_Task brief:_ Pull out each line of the entries below that contains the string "shore", and copy those lines unchanged.

(Excerpts from a detection dataset)
<<<<

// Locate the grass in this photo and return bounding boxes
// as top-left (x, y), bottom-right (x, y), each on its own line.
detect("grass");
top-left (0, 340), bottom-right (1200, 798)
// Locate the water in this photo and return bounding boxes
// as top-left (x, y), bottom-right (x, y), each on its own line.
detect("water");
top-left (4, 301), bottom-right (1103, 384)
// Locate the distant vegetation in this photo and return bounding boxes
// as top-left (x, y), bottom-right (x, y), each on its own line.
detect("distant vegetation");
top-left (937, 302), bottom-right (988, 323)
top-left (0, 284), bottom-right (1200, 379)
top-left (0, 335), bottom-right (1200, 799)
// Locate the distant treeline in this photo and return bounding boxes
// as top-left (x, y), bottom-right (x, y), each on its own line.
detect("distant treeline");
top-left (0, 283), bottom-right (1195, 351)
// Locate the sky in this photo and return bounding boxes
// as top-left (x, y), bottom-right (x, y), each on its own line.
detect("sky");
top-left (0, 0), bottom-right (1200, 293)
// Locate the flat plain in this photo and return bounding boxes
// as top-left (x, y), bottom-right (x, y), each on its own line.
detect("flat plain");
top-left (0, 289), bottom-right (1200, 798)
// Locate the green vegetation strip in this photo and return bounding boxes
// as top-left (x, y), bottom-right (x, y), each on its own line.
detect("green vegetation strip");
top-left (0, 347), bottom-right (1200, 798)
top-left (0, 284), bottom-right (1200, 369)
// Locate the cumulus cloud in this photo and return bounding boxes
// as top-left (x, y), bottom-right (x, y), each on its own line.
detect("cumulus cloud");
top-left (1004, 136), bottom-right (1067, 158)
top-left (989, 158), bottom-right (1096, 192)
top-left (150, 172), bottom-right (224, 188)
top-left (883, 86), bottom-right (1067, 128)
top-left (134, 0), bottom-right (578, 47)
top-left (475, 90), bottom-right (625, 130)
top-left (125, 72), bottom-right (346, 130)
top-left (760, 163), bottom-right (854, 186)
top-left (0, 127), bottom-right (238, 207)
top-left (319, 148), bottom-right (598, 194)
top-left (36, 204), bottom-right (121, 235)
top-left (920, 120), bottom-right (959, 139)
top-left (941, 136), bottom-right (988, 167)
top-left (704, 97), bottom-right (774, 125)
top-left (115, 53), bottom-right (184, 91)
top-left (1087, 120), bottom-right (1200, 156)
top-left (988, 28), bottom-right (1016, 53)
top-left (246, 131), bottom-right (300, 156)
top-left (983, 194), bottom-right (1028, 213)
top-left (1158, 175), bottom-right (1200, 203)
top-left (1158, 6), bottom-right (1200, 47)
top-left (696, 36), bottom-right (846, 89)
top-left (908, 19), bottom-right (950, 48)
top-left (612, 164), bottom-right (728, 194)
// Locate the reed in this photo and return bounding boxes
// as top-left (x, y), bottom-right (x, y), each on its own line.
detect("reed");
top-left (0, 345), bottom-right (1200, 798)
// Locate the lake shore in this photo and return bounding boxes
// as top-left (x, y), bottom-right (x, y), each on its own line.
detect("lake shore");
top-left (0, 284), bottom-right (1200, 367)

>>>>

_Result:_
// Locate the lake shore in this photo and return bounding boxes
detect("lake shore");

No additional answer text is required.